* Given request: Can you format these lines as a JSON list of strings, one string per line, leaving out blank lines and any pictures?

[Shape boundary lines]
━━━━━━━━━━

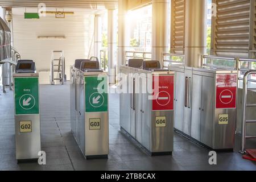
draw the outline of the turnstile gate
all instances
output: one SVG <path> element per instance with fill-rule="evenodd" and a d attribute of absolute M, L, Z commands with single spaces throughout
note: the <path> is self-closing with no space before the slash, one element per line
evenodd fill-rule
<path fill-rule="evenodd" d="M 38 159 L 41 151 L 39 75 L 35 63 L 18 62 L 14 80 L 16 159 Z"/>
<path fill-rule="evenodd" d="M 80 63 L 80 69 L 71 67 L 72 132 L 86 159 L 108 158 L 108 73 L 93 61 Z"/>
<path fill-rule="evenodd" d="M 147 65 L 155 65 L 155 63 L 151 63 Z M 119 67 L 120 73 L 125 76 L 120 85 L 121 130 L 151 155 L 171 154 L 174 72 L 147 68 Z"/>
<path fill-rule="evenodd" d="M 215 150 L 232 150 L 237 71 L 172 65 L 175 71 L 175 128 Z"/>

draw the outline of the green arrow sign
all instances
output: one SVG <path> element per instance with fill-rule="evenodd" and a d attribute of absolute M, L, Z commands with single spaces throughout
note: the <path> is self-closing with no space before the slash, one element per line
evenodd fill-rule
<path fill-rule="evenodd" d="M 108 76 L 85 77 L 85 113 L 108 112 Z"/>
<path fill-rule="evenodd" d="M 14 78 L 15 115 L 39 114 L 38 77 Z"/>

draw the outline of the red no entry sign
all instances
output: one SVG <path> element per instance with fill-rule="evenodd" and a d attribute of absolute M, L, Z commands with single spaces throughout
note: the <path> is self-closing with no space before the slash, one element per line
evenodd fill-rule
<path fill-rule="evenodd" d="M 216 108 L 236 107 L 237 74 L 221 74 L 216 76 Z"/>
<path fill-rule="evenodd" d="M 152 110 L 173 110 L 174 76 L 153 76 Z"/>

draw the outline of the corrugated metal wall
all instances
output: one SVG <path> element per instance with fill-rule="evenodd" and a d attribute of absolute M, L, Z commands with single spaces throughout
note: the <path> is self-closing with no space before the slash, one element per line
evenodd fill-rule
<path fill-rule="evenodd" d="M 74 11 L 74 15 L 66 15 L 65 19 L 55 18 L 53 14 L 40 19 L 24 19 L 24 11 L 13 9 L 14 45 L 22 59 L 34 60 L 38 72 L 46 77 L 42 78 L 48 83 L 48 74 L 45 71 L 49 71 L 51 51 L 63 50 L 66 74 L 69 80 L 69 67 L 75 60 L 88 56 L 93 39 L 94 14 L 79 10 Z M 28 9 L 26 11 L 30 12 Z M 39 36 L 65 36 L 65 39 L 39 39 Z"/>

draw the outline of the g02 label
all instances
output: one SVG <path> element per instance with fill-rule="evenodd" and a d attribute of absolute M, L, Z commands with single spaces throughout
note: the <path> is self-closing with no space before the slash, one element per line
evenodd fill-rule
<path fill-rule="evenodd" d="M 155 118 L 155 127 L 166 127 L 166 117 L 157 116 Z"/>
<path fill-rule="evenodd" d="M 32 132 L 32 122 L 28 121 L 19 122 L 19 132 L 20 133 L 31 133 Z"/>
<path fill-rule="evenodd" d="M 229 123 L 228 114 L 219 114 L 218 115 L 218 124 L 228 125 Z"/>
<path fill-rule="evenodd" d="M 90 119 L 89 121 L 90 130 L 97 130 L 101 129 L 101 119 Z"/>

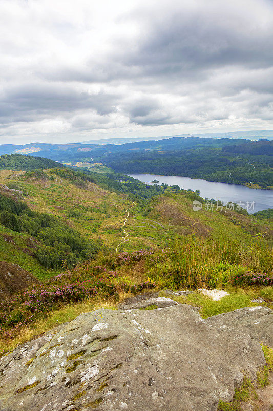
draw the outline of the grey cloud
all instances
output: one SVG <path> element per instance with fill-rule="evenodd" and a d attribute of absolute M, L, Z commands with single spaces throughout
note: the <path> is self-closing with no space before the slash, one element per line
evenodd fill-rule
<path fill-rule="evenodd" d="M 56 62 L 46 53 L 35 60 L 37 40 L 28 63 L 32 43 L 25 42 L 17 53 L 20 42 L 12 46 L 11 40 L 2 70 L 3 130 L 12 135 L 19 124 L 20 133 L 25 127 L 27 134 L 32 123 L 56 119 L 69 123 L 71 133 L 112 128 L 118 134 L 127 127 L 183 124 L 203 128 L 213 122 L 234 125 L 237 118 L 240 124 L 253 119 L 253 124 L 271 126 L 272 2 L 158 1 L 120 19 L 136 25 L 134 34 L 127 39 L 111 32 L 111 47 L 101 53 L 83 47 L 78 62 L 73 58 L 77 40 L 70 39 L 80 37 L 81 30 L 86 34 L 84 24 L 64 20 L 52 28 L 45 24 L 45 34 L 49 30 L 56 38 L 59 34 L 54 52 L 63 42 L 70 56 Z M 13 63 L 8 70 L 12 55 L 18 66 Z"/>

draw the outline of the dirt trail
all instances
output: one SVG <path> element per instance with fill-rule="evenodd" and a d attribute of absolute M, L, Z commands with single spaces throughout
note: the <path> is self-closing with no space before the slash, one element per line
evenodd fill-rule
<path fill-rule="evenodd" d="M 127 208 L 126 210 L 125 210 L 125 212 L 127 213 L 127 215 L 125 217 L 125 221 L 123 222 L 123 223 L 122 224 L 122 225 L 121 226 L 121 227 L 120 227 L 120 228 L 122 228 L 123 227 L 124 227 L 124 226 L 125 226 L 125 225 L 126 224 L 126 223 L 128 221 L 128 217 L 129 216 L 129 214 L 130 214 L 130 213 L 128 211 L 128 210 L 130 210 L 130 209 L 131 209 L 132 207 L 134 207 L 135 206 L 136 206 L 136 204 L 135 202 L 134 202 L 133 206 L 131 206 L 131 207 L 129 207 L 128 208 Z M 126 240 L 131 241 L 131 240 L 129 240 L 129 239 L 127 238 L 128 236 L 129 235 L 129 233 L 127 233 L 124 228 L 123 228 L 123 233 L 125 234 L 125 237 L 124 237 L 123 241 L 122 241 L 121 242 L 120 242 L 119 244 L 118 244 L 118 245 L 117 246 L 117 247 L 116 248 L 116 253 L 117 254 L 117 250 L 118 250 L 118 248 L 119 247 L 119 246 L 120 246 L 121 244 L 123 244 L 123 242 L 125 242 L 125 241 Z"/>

━━━━━━━━━━

* The completed task:
[
  "draw the outline of the turnstile gate",
  "all instances",
  "output: one SVG <path> element per instance with fill-rule=\"evenodd\" and a d attribute of absolute M, L, Z commands with single spaces throughout",
  "note: the <path> is self-closing with no space before the slash, one element per line",
  "evenodd fill-rule",
  "<path fill-rule=\"evenodd\" d=\"M 38 159 L 41 151 L 39 75 L 35 63 L 18 62 L 14 80 L 16 159 Z\"/>",
  "<path fill-rule=\"evenodd\" d=\"M 80 63 L 80 69 L 71 67 L 72 132 L 86 159 L 108 158 L 108 73 L 93 61 Z\"/>",
  "<path fill-rule=\"evenodd\" d=\"M 147 65 L 155 65 L 155 63 L 151 63 Z M 119 67 L 120 73 L 125 76 L 120 85 L 121 130 L 151 155 L 171 154 L 174 72 L 147 68 Z\"/>",
  "<path fill-rule=\"evenodd\" d=\"M 215 150 L 232 150 L 237 71 L 172 65 L 175 71 L 175 128 Z\"/>",
  "draw the outline of the green arrow sign",
  "all instances",
  "output: one SVG <path> element per instance with fill-rule=\"evenodd\" and a d attribute of absolute M, L, Z commands with single spaces throughout",
  "note: the <path> is self-closing with no space before the slash, one element per line",
  "evenodd fill-rule",
  "<path fill-rule=\"evenodd\" d=\"M 108 76 L 85 77 L 85 113 L 108 112 Z\"/>",
  "<path fill-rule=\"evenodd\" d=\"M 14 78 L 15 115 L 39 114 L 38 77 Z\"/>",
  "draw the outline of the red no entry sign",
  "all instances",
  "output: one SVG <path> element per instance with fill-rule=\"evenodd\" and a d attribute of absolute M, L, Z commands with single spaces throughout",
  "note: the <path> is self-closing with no space before the slash, one element per line",
  "evenodd fill-rule",
  "<path fill-rule=\"evenodd\" d=\"M 216 108 L 236 107 L 237 74 L 221 74 L 216 76 Z\"/>",
  "<path fill-rule=\"evenodd\" d=\"M 152 110 L 173 110 L 174 76 L 153 76 Z\"/>",
  "draw the outline of the corrugated metal wall",
  "all instances",
  "output: one SVG <path> element per instance with fill-rule=\"evenodd\" and a d attribute of absolute M, L, Z commands with single spaces throughout",
  "note: the <path> is self-closing with no space before the slash, one element per line",
  "evenodd fill-rule",
  "<path fill-rule=\"evenodd\" d=\"M 74 11 L 74 15 L 66 15 L 65 19 L 55 18 L 53 14 L 40 19 L 24 19 L 24 11 L 13 9 L 14 45 L 22 59 L 34 60 L 38 72 L 46 77 L 42 78 L 48 83 L 48 74 L 45 71 L 49 71 L 51 51 L 63 50 L 66 74 L 69 80 L 69 67 L 75 60 L 88 56 L 93 39 L 94 14 L 79 10 Z M 28 9 L 26 11 L 30 12 Z M 39 36 L 65 36 L 65 39 L 39 39 Z\"/>",
  "draw the outline of the g02 label",
  "all instances",
  "output: one SVG <path> element per instance with fill-rule=\"evenodd\" and a d attribute of absolute M, L, Z commands with single spaces throughout",
  "note: the <path> is self-closing with no space before the slash, one element per line",
  "evenodd fill-rule",
  "<path fill-rule=\"evenodd\" d=\"M 155 118 L 155 127 L 166 127 L 166 117 L 157 116 Z\"/>",
  "<path fill-rule=\"evenodd\" d=\"M 32 132 L 32 122 L 28 121 L 19 122 L 19 132 L 20 133 L 31 133 Z\"/>",
  "<path fill-rule=\"evenodd\" d=\"M 229 123 L 228 114 L 219 114 L 218 115 L 218 124 L 228 125 Z\"/>",
  "<path fill-rule=\"evenodd\" d=\"M 90 119 L 89 121 L 90 130 L 97 130 L 101 129 L 101 119 Z\"/>",
  "draw the outline of the grey cloud",
  "all instances",
  "output: one SVG <path> element per instance with fill-rule=\"evenodd\" and a d attribute of absolute M, L, Z commands with single spaces throughout",
  "note: the <path> is self-closing with no space before the slash, one element per line",
  "evenodd fill-rule",
  "<path fill-rule=\"evenodd\" d=\"M 56 62 L 46 53 L 35 60 L 37 40 L 28 63 L 32 43 L 25 42 L 17 53 L 20 42 L 12 46 L 11 40 L 2 70 L 3 130 L 12 135 L 19 124 L 20 133 L 25 127 L 27 134 L 32 123 L 56 119 L 69 123 L 71 133 L 112 128 L 118 134 L 127 127 L 183 124 L 203 128 L 213 122 L 234 125 L 237 118 L 240 124 L 253 119 L 253 124 L 271 126 L 272 2 L 158 1 L 120 19 L 136 25 L 134 34 L 127 39 L 111 32 L 111 47 L 101 53 L 83 47 L 78 62 L 73 58 L 77 40 L 70 39 L 80 37 L 81 30 L 86 34 L 84 24 L 64 20 L 52 28 L 45 24 L 45 34 L 49 30 L 56 38 L 59 34 L 54 52 L 63 42 L 70 56 Z M 13 63 L 8 70 L 12 55 L 18 66 Z\"/>",
  "draw the outline of the dirt trail",
  "all instances",
  "output: one SVG <path> element per instance with fill-rule=\"evenodd\" and a d attribute of absolute M, L, Z commands with single spaces throughout",
  "note: the <path> is self-closing with no space before the slash, one element per line",
  "evenodd fill-rule",
  "<path fill-rule=\"evenodd\" d=\"M 127 208 L 126 210 L 125 210 L 125 212 L 127 213 L 127 215 L 125 217 L 125 221 L 123 222 L 123 223 L 122 224 L 122 225 L 121 226 L 121 227 L 120 227 L 120 228 L 122 228 L 123 227 L 124 227 L 124 226 L 125 226 L 125 225 L 126 224 L 126 223 L 128 221 L 128 217 L 129 216 L 129 214 L 130 214 L 130 213 L 128 211 L 128 210 L 130 210 L 130 209 L 131 209 L 132 207 L 134 207 L 135 206 L 136 206 L 136 204 L 135 202 L 134 202 L 133 206 L 131 206 L 131 207 L 129 207 L 128 208 Z M 126 240 L 131 241 L 131 240 L 129 240 L 129 239 L 127 238 L 128 236 L 129 235 L 129 233 L 127 233 L 124 228 L 123 228 L 123 233 L 125 234 L 125 237 L 124 237 L 123 241 L 122 241 L 121 242 L 120 242 L 119 244 L 118 244 L 118 245 L 117 246 L 117 247 L 116 248 L 116 253 L 117 254 L 117 250 L 118 250 L 118 248 L 119 247 L 119 246 L 120 246 L 121 244 L 123 244 L 123 242 L 125 242 L 125 241 Z\"/>"
]